**DATA PROVIDED**
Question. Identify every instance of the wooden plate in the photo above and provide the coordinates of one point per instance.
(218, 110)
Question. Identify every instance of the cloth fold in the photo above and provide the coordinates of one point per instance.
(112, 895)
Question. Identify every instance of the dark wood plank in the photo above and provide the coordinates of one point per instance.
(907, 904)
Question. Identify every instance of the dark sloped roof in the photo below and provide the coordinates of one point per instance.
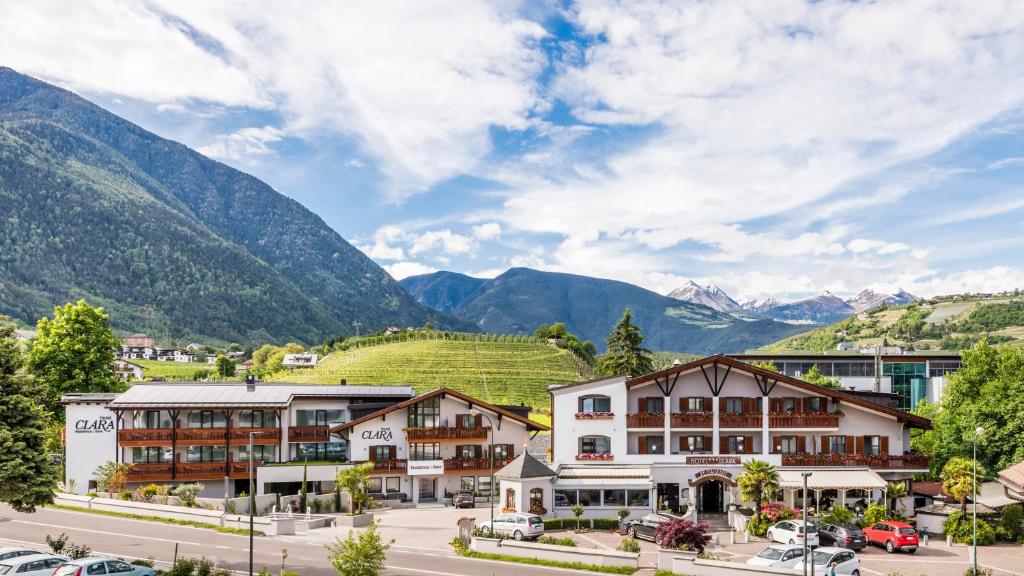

**DIRECTIONS**
Please write out every line of the data above, shifting each point coordinate up by 29, and leave the pictures out.

**TASK RESPONSE**
Question. Identify every instance of the wooden plate in the photo above and provide the coordinates of one point per instance.
(247, 139)
Question. Identify every instance of the cloth fold in the photo above and provide the coordinates of one point per instance.
(141, 924)
Question. Identify every instance of the dark wood plank in the photo above and provide the coordinates of one point per instance.
(936, 933)
Question. Identify every instance of the dark sloped roof in the photo below and provide the coordinates of one point per instance.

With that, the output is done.